## Work instructions
How many lines in the entries below contain the string "tree", with case counting? Reply with the number only.

## Task inputs
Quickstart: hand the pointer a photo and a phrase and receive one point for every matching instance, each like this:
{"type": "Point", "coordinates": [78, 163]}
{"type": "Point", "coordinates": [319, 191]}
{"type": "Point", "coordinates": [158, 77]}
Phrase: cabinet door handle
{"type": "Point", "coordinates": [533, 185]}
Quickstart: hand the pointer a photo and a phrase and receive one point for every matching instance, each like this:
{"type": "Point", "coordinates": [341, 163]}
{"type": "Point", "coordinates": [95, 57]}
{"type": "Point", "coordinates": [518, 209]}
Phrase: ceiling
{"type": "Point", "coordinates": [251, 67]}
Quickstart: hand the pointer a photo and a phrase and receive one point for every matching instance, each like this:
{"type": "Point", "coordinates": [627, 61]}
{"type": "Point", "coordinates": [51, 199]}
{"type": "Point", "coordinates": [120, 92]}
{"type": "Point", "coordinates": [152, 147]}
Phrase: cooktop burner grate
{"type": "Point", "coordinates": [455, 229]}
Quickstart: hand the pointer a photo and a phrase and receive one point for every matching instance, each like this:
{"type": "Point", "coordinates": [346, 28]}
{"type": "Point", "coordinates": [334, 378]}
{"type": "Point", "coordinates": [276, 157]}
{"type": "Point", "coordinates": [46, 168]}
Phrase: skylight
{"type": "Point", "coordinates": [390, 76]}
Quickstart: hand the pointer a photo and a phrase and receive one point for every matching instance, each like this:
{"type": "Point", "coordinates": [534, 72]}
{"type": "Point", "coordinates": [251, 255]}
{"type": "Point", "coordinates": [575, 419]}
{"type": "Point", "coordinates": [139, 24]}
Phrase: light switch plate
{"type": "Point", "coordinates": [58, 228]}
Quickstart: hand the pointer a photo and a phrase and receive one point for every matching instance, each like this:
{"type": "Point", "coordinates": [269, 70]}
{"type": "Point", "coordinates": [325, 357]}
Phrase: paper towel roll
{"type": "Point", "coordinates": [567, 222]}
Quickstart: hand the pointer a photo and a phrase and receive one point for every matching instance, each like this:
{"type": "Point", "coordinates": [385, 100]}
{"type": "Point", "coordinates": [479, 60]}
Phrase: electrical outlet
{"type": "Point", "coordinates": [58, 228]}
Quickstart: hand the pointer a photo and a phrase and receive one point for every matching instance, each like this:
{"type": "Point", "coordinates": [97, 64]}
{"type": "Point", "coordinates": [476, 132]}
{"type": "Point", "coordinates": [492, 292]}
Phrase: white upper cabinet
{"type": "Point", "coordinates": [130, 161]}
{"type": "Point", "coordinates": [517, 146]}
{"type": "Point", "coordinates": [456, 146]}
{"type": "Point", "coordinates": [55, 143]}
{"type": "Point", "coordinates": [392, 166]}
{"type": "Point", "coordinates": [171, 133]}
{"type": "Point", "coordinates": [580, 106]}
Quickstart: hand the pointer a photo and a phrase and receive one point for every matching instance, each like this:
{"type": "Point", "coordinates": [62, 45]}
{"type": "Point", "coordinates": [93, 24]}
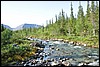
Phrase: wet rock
{"type": "Point", "coordinates": [57, 49]}
{"type": "Point", "coordinates": [81, 64]}
{"type": "Point", "coordinates": [66, 63]}
{"type": "Point", "coordinates": [94, 64]}
{"type": "Point", "coordinates": [77, 46]}
{"type": "Point", "coordinates": [53, 63]}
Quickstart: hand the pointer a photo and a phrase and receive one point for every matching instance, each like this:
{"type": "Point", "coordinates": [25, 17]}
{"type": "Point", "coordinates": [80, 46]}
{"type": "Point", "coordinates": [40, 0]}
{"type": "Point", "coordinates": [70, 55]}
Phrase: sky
{"type": "Point", "coordinates": [15, 13]}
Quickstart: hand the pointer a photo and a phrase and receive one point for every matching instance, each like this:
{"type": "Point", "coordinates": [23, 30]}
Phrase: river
{"type": "Point", "coordinates": [58, 53]}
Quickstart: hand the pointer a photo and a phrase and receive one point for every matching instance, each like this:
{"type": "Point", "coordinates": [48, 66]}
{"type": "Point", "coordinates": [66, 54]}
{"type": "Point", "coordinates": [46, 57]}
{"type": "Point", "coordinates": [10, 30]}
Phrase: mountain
{"type": "Point", "coordinates": [23, 26]}
{"type": "Point", "coordinates": [8, 27]}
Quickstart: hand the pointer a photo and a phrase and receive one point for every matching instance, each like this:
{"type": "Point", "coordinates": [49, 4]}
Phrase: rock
{"type": "Point", "coordinates": [80, 64]}
{"type": "Point", "coordinates": [57, 49]}
{"type": "Point", "coordinates": [85, 44]}
{"type": "Point", "coordinates": [94, 64]}
{"type": "Point", "coordinates": [65, 63]}
{"type": "Point", "coordinates": [56, 42]}
{"type": "Point", "coordinates": [71, 42]}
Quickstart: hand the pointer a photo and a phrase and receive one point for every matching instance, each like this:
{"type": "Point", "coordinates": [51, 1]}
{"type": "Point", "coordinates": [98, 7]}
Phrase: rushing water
{"type": "Point", "coordinates": [75, 54]}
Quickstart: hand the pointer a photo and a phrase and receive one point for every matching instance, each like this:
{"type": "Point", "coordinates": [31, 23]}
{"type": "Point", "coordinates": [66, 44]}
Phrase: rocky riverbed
{"type": "Point", "coordinates": [57, 53]}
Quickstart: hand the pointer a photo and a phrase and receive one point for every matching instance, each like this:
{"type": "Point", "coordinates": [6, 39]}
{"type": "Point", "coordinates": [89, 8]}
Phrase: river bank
{"type": "Point", "coordinates": [89, 41]}
{"type": "Point", "coordinates": [59, 53]}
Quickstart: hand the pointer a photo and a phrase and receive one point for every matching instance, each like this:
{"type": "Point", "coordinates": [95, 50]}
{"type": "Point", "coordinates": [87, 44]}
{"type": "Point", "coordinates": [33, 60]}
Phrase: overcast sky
{"type": "Point", "coordinates": [14, 13]}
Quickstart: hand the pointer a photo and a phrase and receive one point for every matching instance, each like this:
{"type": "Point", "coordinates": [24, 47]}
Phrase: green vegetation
{"type": "Point", "coordinates": [83, 28]}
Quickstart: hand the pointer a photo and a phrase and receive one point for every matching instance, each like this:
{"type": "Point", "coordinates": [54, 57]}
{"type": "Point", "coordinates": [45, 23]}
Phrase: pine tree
{"type": "Point", "coordinates": [56, 18]}
{"type": "Point", "coordinates": [93, 17]}
{"type": "Point", "coordinates": [97, 17]}
{"type": "Point", "coordinates": [88, 25]}
{"type": "Point", "coordinates": [80, 21]}
{"type": "Point", "coordinates": [71, 23]}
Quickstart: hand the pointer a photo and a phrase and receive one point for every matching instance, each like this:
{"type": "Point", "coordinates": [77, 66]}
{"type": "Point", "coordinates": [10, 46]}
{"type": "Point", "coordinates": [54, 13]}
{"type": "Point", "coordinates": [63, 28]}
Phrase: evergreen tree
{"type": "Point", "coordinates": [80, 22]}
{"type": "Point", "coordinates": [93, 17]}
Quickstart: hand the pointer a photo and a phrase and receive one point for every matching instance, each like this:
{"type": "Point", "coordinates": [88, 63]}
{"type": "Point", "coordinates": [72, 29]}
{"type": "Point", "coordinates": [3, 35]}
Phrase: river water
{"type": "Point", "coordinates": [74, 55]}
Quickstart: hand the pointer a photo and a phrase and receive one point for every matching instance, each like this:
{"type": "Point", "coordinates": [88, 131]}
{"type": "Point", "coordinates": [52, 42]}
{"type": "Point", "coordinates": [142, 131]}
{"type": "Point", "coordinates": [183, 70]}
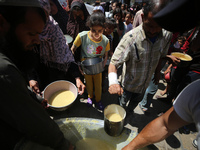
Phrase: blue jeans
{"type": "Point", "coordinates": [130, 100]}
{"type": "Point", "coordinates": [148, 96]}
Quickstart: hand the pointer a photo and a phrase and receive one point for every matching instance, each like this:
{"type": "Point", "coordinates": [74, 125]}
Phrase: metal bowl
{"type": "Point", "coordinates": [57, 86]}
{"type": "Point", "coordinates": [92, 66]}
{"type": "Point", "coordinates": [185, 59]}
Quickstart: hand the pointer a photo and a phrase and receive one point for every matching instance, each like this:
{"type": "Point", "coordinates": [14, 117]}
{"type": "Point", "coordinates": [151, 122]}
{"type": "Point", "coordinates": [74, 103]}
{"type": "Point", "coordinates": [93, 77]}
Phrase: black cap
{"type": "Point", "coordinates": [179, 15]}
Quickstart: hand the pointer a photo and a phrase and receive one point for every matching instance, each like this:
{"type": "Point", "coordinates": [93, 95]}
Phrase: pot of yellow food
{"type": "Point", "coordinates": [60, 94]}
{"type": "Point", "coordinates": [185, 59]}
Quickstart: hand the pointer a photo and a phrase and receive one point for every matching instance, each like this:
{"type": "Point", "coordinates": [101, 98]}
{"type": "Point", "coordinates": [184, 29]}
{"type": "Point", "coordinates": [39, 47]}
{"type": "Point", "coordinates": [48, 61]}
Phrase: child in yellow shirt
{"type": "Point", "coordinates": [93, 44]}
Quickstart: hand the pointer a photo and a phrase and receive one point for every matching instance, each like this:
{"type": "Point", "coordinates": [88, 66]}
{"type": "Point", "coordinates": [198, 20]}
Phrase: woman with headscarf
{"type": "Point", "coordinates": [59, 15]}
{"type": "Point", "coordinates": [56, 59]}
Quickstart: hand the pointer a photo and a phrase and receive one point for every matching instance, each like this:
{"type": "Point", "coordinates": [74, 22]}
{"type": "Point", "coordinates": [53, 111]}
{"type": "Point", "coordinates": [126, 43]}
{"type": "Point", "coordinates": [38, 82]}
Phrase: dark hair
{"type": "Point", "coordinates": [96, 19]}
{"type": "Point", "coordinates": [116, 11]}
{"type": "Point", "coordinates": [16, 14]}
{"type": "Point", "coordinates": [154, 6]}
{"type": "Point", "coordinates": [110, 22]}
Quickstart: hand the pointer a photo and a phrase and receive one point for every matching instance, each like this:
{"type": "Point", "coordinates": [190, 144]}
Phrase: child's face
{"type": "Point", "coordinates": [180, 42]}
{"type": "Point", "coordinates": [96, 32]}
{"type": "Point", "coordinates": [128, 18]}
{"type": "Point", "coordinates": [117, 16]}
{"type": "Point", "coordinates": [109, 30]}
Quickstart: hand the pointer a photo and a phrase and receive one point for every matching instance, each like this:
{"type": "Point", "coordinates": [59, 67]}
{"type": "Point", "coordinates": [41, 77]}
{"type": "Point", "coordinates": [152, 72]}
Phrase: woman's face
{"type": "Point", "coordinates": [117, 16]}
{"type": "Point", "coordinates": [96, 32]}
{"type": "Point", "coordinates": [78, 14]}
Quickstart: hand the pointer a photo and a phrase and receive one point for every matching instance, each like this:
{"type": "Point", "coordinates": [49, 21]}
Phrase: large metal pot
{"type": "Point", "coordinates": [92, 66]}
{"type": "Point", "coordinates": [58, 86]}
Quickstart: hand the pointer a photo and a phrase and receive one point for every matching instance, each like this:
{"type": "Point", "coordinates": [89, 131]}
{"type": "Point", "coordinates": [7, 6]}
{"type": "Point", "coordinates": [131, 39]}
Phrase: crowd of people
{"type": "Point", "coordinates": [35, 52]}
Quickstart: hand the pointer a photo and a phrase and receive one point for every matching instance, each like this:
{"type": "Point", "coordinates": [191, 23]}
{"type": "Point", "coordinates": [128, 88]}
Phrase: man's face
{"type": "Point", "coordinates": [150, 27]}
{"type": "Point", "coordinates": [109, 29]}
{"type": "Point", "coordinates": [27, 33]}
{"type": "Point", "coordinates": [20, 40]}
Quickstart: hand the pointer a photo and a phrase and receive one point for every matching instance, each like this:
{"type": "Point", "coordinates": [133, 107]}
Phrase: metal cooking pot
{"type": "Point", "coordinates": [57, 86]}
{"type": "Point", "coordinates": [184, 62]}
{"type": "Point", "coordinates": [92, 66]}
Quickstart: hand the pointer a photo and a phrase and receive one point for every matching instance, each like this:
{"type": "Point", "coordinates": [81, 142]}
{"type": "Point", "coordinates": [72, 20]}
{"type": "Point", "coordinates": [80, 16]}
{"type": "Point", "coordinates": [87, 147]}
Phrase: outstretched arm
{"type": "Point", "coordinates": [157, 130]}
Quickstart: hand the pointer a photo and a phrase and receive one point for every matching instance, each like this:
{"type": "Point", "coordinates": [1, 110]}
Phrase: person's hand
{"type": "Point", "coordinates": [168, 70]}
{"type": "Point", "coordinates": [174, 60]}
{"type": "Point", "coordinates": [80, 86]}
{"type": "Point", "coordinates": [156, 78]}
{"type": "Point", "coordinates": [71, 147]}
{"type": "Point", "coordinates": [115, 89]}
{"type": "Point", "coordinates": [35, 86]}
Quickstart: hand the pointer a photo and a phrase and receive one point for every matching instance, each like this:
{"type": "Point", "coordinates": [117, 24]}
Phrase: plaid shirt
{"type": "Point", "coordinates": [140, 57]}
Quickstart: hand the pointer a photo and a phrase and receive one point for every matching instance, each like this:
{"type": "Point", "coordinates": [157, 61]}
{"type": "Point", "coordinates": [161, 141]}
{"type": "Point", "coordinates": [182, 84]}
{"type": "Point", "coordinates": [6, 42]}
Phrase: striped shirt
{"type": "Point", "coordinates": [140, 57]}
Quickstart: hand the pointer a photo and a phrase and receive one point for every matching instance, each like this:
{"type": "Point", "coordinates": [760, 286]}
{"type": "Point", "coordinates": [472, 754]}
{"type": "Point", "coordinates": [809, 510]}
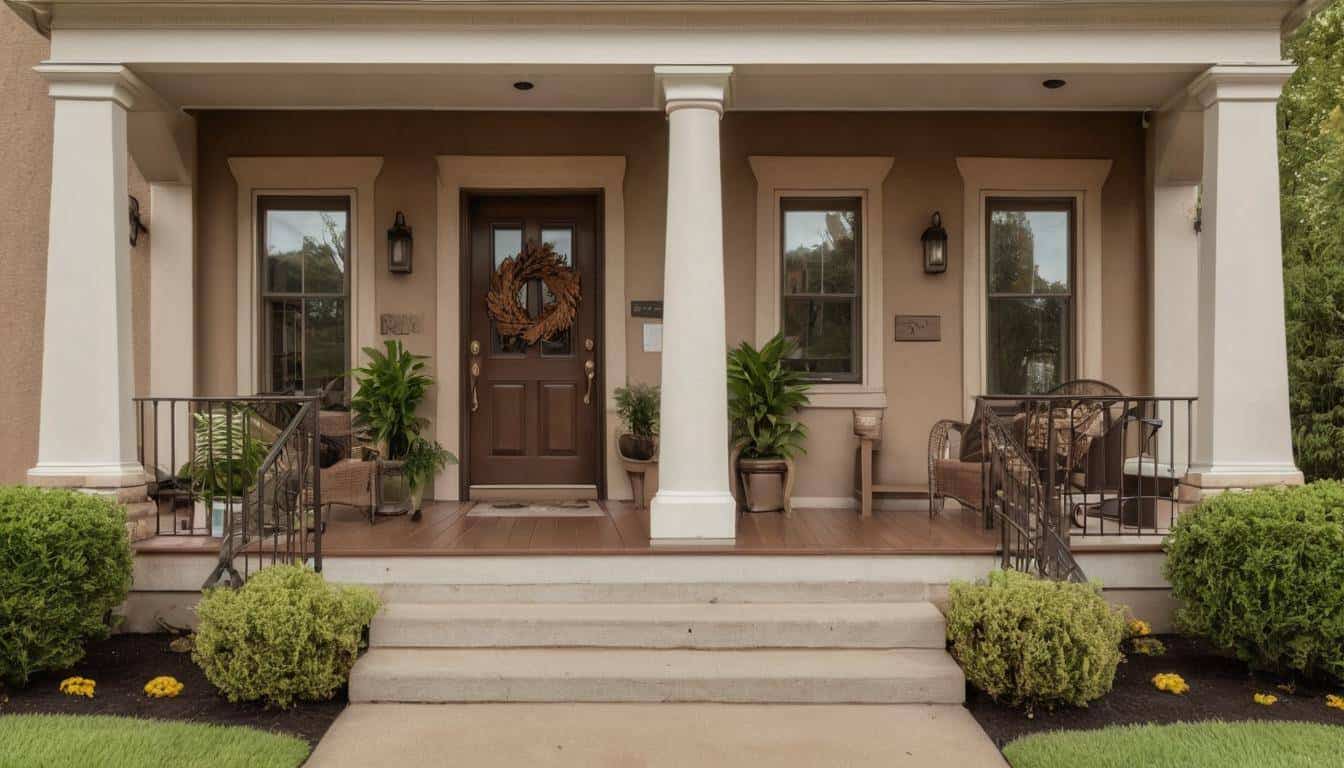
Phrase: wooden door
{"type": "Point", "coordinates": [534, 412]}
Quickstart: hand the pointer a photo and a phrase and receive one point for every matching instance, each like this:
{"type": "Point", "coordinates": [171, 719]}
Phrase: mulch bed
{"type": "Point", "coordinates": [124, 663]}
{"type": "Point", "coordinates": [1221, 687]}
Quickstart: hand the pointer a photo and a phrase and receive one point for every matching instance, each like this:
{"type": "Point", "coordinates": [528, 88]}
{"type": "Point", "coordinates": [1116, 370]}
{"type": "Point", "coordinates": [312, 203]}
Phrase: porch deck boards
{"type": "Point", "coordinates": [446, 530]}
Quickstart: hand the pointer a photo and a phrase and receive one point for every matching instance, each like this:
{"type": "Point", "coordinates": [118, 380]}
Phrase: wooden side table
{"type": "Point", "coordinates": [867, 484]}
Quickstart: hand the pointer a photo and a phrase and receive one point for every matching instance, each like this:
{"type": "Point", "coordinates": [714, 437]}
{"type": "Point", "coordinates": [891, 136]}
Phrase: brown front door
{"type": "Point", "coordinates": [535, 417]}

## Reply
2